List each line below that contains the word "dress", copying it in full.

§ **STORED RECORDS**
:::

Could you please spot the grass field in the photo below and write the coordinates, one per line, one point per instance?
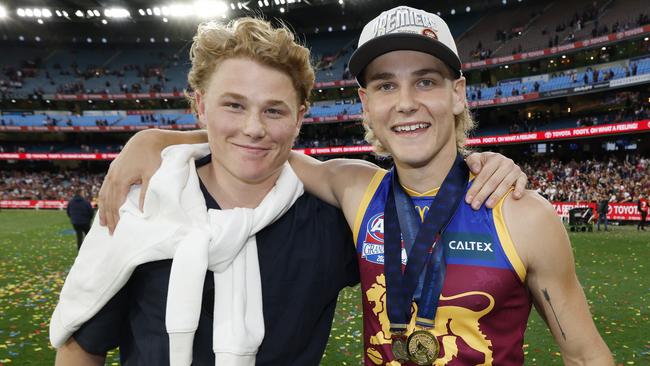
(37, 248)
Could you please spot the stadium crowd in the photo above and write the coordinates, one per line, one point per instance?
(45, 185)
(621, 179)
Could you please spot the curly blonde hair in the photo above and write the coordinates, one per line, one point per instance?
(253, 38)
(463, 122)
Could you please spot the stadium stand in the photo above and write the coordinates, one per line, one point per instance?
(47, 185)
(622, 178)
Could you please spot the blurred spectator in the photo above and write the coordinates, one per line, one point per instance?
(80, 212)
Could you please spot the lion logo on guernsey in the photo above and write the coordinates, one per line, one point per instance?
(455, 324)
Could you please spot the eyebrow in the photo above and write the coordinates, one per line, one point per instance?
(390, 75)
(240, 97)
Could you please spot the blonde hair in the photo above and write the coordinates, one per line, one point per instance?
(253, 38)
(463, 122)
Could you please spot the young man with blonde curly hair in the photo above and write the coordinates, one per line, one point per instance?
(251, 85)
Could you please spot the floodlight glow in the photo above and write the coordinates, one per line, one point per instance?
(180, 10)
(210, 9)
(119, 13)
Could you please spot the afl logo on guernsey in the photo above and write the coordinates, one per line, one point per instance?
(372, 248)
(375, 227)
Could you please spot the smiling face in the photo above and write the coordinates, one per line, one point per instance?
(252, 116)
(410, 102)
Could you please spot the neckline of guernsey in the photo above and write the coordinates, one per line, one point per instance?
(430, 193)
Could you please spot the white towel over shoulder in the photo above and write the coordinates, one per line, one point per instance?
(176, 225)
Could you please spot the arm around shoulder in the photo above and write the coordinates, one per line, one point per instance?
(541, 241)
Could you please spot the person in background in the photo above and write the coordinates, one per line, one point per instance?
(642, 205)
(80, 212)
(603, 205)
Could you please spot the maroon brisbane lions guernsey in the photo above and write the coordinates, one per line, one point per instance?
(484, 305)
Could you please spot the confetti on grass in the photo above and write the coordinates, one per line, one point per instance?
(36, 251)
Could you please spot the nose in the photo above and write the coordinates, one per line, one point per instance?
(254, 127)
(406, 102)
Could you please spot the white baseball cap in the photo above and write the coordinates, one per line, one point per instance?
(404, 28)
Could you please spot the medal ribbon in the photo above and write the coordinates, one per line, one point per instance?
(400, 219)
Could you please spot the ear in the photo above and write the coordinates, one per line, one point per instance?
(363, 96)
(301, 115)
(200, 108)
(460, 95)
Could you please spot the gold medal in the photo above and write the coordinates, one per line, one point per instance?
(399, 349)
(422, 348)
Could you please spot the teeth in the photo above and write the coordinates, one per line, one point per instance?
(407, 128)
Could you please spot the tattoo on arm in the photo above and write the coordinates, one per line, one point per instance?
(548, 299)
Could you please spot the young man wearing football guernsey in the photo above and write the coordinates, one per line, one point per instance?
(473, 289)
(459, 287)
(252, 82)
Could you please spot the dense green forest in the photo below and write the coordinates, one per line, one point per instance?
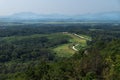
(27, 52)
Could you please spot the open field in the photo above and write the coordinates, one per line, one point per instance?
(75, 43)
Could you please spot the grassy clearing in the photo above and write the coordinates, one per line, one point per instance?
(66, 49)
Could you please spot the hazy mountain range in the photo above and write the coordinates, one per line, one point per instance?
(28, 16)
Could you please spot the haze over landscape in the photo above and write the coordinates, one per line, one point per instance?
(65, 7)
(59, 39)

:::

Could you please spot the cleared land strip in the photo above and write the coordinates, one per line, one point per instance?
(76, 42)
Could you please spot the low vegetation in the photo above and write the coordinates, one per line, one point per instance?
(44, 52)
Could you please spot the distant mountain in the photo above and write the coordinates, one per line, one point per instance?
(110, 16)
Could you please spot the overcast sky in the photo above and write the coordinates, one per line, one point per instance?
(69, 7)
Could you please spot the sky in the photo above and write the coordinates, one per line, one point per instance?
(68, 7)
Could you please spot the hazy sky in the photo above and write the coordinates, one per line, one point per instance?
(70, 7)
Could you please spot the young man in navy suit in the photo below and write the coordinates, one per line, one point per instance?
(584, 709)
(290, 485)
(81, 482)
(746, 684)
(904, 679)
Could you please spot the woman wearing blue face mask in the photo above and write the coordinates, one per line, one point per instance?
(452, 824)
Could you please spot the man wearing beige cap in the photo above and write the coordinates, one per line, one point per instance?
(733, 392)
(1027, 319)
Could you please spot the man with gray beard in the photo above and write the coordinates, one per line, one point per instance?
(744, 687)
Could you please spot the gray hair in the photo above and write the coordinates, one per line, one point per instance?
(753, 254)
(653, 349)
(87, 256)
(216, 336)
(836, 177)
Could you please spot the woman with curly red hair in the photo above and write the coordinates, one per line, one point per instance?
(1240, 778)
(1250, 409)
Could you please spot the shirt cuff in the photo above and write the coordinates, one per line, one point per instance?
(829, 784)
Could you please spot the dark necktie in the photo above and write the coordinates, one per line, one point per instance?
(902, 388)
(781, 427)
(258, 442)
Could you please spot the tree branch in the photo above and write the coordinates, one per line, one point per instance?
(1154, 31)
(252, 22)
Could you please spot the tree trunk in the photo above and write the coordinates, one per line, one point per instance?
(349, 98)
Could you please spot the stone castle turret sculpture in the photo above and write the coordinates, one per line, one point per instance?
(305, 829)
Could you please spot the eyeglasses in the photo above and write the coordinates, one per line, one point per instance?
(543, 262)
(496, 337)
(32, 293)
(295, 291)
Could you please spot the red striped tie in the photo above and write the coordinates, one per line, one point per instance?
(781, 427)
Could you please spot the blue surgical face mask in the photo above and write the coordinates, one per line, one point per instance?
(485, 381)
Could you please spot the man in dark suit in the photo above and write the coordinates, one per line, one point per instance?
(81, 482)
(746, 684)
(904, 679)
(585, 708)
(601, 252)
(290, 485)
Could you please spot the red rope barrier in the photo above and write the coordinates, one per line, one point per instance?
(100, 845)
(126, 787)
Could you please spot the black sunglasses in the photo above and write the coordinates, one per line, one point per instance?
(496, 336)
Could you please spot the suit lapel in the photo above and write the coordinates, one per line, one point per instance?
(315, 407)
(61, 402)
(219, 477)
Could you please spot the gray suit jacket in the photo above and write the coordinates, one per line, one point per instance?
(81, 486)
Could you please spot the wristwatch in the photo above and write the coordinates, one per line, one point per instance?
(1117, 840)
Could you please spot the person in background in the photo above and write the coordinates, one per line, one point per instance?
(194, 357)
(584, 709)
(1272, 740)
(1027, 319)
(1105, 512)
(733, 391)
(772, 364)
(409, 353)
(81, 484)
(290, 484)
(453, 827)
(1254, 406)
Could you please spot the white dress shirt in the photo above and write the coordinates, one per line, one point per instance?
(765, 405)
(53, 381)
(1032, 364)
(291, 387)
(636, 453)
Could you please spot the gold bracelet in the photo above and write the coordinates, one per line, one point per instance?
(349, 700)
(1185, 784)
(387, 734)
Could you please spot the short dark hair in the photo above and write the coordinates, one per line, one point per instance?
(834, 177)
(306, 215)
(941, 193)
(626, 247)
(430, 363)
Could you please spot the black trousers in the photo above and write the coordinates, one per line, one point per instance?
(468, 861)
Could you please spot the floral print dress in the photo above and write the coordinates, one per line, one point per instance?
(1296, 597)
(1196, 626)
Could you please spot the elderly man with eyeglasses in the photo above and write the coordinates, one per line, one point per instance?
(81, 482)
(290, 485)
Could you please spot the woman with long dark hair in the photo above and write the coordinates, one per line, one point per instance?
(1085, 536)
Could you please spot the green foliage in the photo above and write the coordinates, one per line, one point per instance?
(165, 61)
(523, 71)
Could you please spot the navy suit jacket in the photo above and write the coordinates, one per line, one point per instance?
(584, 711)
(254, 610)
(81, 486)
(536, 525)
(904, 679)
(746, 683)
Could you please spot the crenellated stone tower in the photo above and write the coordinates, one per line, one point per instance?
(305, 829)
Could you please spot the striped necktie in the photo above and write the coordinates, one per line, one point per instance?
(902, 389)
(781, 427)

:::

§ **RESULT BELOW**
Could you please spot the white dress shirt in the photo above and write the coordinates, one per line, one point per instance?
Could you please spot the floral print dress in the photo above and write the coordinates, one per line, one point per instance?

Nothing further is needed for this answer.